Accordingly, it is incumbent on a plaintiff who seeks to restrain his former solicitor from acting in a matter for another client to establish (i) that the solicitor is in possession of information which is confidential to him and to the disclosure of which he has not consented and (ii) that the information is or may be relevant to the new matter in which the interest of the other client is or may be adverse to his own. Although the burden of proof is on the plaintiff, it is not a heavy one. The former may readily be inferred; the latter will often be obvious. I do not think that it is necessary to introduce any presumptions, rebuttable or otherwise, in relation to these two matters. But given the basis on which the jurisdiction is exercised, there is no cause to impute or attribute the knowledge of one partner to his fellow partners. Whether a particular individual is in possession of confidential information is a question of fact which must be proved or inferred from the circumstances of the case…
(Emphasis added)

  1. It follows from the above discussion that the law requires that an applicant seeking to restrain a solicitor from acting must adduce evidence that establishes the confidential information and the risk of the misuse of that information in the circumstances. The weight and persuasiveness of any evidence adduced depends, of course, on the precision of the evidence called, the nature of the confidential information and the nature of the risk of disclosure.

········

▶ [Goal 1]: According to the passage on restraining a former solicitor, how heavy is the plaintiff's burden of proof?

▶ [Source data]:
········

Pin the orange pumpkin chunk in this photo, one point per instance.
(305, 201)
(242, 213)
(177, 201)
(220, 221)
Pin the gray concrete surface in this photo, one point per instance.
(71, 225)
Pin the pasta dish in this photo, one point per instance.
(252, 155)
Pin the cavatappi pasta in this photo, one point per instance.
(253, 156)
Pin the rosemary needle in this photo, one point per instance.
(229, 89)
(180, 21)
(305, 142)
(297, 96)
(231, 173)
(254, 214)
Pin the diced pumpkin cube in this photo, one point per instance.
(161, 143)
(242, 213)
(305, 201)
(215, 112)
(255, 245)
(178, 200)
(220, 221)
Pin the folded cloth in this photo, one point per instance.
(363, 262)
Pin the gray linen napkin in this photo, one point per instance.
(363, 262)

········

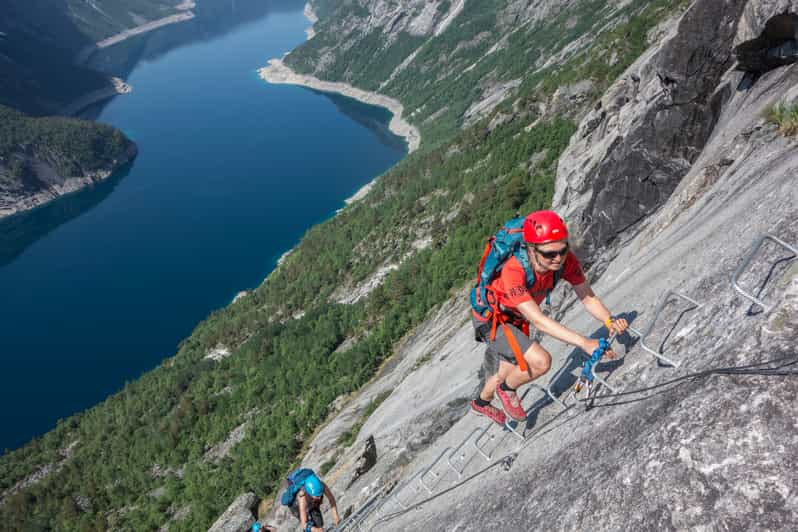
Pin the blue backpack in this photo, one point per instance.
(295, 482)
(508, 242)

········

▶ [Goal 2]: Report every row that contains the word "gray". Case counts.

▶ [Exercise output 1]: It is not a heavy one.

▶ [Exercise output 2]:
Pin the gray concrete surface in this photo, one point per instance.
Pin the gray linen napkin in this photo, one point per instance.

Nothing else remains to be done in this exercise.